Problems to solve –
1. In the news article about the lavender farm, edit the passage from "MONTREAL -- With" to "explore more locally." so that "international travel" becomes "foreign travel".
2. Continue the news article about the Stanstead lavender farm after its last sentence.

Excerpted text –
┌──

MONTREAL -- With international travel difficult amid the COVID-19 pandemic, an Eastern Townships farm is experiencing a boom in business from those seeking to explore more locally.

Stanstead's Bleu Lavande is making a reputation for itself due to its photogenic fields of lavender, a product for which they are also seeing an uptick in demand.

“We expect to be up about 30 to 35 per cent in terms of visitors,” said co-owner Nathalie Nessari. “We chat with our visitors and they'll say 'This year it's about discovering our province and visiting local destinations.'”

In other years, many of the farm's visitors are from the United States, but the pandemic has closed the border with that country for months. The pandemic also caused the farm to open to the public a month later than usual.

“We started out slowly and then as soon as we opened, the boom came,” said foreman Michel Lamarche. “A lot of people came, more than we ever thought would.”

Nessari said the lavender fields are a perfect place to exercise physical distance while still relaxing and enjoying the outdoors.

└──

Data supplied –
┌──

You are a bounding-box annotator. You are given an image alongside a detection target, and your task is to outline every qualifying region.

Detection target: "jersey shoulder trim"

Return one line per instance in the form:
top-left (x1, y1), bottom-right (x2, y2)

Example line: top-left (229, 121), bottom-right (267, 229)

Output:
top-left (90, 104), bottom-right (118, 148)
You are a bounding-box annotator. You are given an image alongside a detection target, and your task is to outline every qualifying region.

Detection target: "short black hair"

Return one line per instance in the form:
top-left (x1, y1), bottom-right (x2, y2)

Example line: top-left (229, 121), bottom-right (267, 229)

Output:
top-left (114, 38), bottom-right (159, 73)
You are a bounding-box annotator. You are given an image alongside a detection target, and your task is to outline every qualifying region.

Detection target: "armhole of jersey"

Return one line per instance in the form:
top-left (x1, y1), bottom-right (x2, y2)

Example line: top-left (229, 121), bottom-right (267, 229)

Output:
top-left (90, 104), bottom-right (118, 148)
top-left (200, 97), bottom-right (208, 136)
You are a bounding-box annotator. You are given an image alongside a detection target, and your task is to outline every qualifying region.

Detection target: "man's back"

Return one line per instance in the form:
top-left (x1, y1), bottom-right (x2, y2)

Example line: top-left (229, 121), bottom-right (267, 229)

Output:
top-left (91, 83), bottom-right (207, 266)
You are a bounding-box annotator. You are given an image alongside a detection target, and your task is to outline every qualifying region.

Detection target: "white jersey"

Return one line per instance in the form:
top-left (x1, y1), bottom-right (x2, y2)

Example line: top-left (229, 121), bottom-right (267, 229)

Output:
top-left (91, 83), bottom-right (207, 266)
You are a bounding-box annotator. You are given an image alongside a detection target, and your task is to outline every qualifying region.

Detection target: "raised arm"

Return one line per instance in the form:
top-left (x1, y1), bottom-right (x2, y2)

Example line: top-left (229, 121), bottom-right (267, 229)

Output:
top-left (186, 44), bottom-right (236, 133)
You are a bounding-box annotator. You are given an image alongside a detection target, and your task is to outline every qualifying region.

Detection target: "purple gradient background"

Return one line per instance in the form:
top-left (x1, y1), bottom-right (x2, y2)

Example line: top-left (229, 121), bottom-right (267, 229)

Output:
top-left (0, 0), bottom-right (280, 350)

└──

Expected results –
1.
MONTREAL -- With foreign travel difficult amid the COVID-19 pandemic, an Eastern Townships farm is experiencing a boom in business from those seeking to explore more locally.

2.
“Simply walking through the rows of lavender, you're basically respecting the two metres from one row to another,” she said. “What I really love to do is touch the flowers. It's really fascinating how when you caress the flowers, run them through your fingers, then you an smell your fingers and you get the pure lavender smell.”

Usually the farm extracts oil from the lavender, but that process requires workers to be too close together so production has been shut for the year. Instead, they're selling the flowers themselves.

“A lot of people are fixing up around their houses, they're planting flowers, trees and the lavender just fits in the whole outfit.”